▶ **Extrait cité**
Porter plainte – Texte : Eva Staire

Quand on dit « Porte plainte à la police », je ne crois pas que les gens prennent conscience

Quand on dit « Porte plainte à la police », je ne crois pas que les gens prennent conscience de tout ce que ça apporte comme stress, angoisse, peur et inquiétude. Ce n’est pas un processus simple et facile. On n’entre pas dans un poste de police en disant « Je viens porter plainte » pis on est reçue immédiatement avec empathie, délicatesse. Non, on nous demande de prendre rendez-vous ou d’attendre sur une chaise qu’une policière se libère. Oui, je vous parle bien d’une plainte pour agression sexuelle.

Tout d’abord, prendre la décision de porter plainte est énorme en soi, c’est reconnaître que nous avons été victime d’un acte cruel et violent. C’est aussi se coller une étiquette de « Victime » parce que si on décide de le dire à notre entourage, c’est ce qui arrive. Sinon, on ne le dit pas et on se sent seule.

Prendre la décision de porter plainte est une grosse étape, mais celle de se rendre au poste de police et le faire est une tout autre histoire. Se retrouver devant le bâtiment, c’est effrayant. On a juste le goût de s’enfuir dans l’autre sens. J’étais dans mon auto, le cœur battant à 100 milles à l’heure, l’envie de vomir sur le bord des lèvres, le corps tremblant, je suis sortie, j’ai marché comme un robot sur le pilote automatique jusqu’à la porte. En moi se jouait une bataille des plus acharnées, continuer ou abandonner. J’ai laissé mes pieds me guider, ma main a tiré sur la poignée et j’ai pris le téléphone.

« Poste de police de XXXX, comment je peux vous aider ? »

« Je viens porter plainte pour agression sexuelle. »

« Entrez et assoyez-vous sur une chaise, on va venir vous chercher. »

Assise sur la chaise, je sursaute à chaque bruit, j’ai les larmes aux yeux. Je texte ma sœur :

« Je suis là, j’attends qu’on vienne me chercher. J’ai peur, si on ne me croit pas, si on me prend pour une conne… »

« Calme-toi. Tu connais la vérité, raconte la vérité, c’est tout. Tu es tellement forte. »

« Je me sens tout sauf forte. »

Puis, la porte ouvre. « Madame, j’ai une policière qui se libère dans une heure, voulez-vous attendre ou revenir ? » Instinctivement je réponds « J’attends, si je pars, je sais pas si je vais revenir. »

Une heure plus tard, je rencontre la policière, une fille super belle, intimidante, mais rapidement, je me rends compte qu’elle est tout sauf intimidante, elle est à l’écoute, attentive, encourageante et incroyablement gentille. Après deux heures d’interrogations, je ressors avec mon numéro de dossier, celui qui va me suivre à tout jamais. « Bonne chance. Tu es super courageuse. Lâche pas. Tu es si forte. », me dit la policière à la sortie. « Merci », je réponds, la gorge serrée.

▶ **Données fournies**
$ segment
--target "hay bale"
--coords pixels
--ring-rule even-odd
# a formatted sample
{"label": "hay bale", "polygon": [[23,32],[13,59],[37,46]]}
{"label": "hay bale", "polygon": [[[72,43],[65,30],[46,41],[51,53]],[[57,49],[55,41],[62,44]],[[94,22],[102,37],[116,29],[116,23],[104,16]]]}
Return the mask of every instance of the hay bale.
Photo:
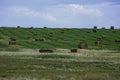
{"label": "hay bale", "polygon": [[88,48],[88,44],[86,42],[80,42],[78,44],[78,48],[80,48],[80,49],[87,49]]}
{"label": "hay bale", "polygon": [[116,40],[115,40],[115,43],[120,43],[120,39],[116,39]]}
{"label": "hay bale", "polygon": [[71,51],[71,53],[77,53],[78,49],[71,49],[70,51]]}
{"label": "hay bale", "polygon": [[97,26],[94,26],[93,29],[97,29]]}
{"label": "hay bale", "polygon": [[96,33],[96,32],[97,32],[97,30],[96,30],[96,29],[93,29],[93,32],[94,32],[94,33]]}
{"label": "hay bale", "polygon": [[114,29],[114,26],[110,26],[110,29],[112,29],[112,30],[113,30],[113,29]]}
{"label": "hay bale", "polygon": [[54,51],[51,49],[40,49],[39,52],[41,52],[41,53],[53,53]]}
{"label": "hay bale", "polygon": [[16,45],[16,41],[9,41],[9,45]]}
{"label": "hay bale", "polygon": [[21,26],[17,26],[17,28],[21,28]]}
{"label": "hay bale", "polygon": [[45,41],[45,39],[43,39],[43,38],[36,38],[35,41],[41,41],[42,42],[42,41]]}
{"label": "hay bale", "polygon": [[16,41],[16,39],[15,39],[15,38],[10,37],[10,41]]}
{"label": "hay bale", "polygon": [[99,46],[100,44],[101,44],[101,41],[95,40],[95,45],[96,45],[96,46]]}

▶ **Consigne**
Recopiez fidèlement le passage du texte sur le dépôt de plainte qui commence à « Tout d’abord, prendre » et se termine à « se sent seule. ».

▶ **Résultat de l'exercice**
Tout d’abord, prendre la décision de porter plainte est énorme en soi, c’est reconnaître que nous avons été victime d’un acte cruel et violent. C’est aussi se coller une étiquette de « Victime » parce que si on décide de le dire à notre entourage, c’est ce qui arrive. Sinon, on ne le dit pas et on se sent seule.